>> start Input material
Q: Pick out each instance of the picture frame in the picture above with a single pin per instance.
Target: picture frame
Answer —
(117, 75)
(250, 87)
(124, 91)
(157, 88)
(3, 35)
>> end Input material
• **Directive**
Copy every row above again in full, with each coordinate in the answers shifted up by 37. Leave all other numbers unchanged.

• **Task answer**
Q: Pick out each instance of the picture frame in the picture above with a single pin per instance.
Target: picture frame
Answer —
(154, 112)
(287, 124)
(161, 128)
(194, 125)
(40, 72)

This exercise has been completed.